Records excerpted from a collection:
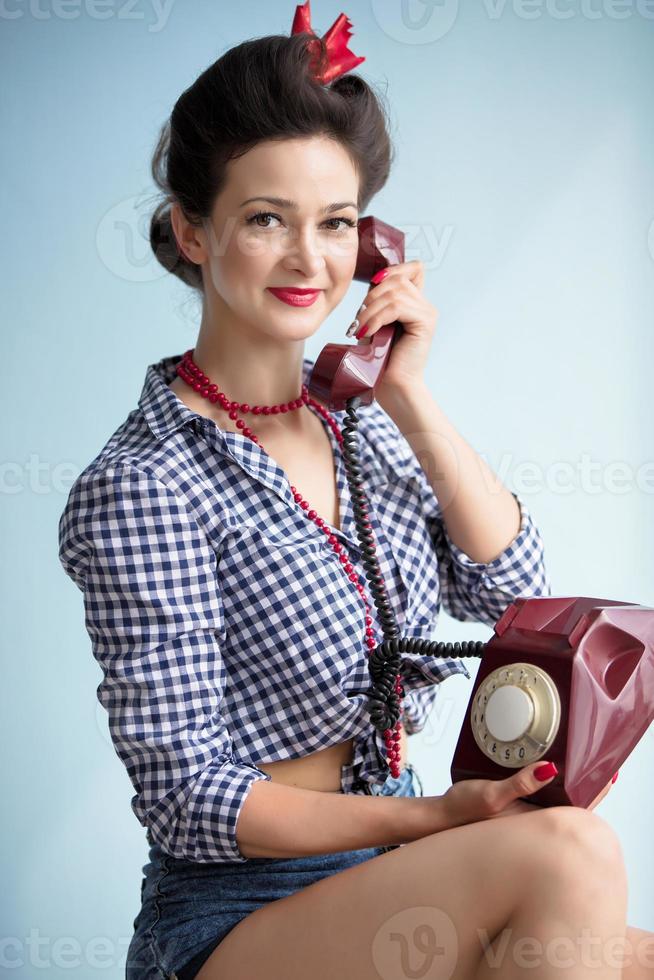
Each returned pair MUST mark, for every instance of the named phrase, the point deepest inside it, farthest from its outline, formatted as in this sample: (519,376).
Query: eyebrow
(284,202)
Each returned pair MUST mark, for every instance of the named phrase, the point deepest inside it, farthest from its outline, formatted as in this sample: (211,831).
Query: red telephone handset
(569,679)
(342,370)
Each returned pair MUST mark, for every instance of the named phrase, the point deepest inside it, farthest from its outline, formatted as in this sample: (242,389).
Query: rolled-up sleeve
(480,591)
(154,614)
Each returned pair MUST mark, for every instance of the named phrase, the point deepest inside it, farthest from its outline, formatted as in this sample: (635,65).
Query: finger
(525,781)
(388,313)
(367,312)
(413,269)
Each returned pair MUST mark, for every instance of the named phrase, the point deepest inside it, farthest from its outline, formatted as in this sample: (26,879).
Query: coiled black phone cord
(384,704)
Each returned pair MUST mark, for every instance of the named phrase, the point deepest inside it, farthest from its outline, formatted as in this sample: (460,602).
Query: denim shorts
(187,907)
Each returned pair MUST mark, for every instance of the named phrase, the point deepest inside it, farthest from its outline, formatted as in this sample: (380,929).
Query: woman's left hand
(399,297)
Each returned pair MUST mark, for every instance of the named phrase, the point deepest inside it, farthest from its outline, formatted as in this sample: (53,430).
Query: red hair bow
(340,58)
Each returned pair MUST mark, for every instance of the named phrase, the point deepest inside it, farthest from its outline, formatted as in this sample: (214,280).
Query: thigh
(427,906)
(187,908)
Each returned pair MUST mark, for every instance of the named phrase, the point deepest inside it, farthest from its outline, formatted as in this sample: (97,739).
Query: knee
(584,838)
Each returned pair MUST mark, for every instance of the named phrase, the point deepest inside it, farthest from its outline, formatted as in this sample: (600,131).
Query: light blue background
(524,183)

* **Task statement**: Exactly reproduce the lines that run from the line with "this sample: (600,131)." through the last line of the records, inclusive.

* **Solution for this task**:
Each returned pair MUST mark, for every instance of the named phrase, the point deepest inside it, farthest from its outline, formatted as in this sample: (600,131).
Query: light blue background
(524,183)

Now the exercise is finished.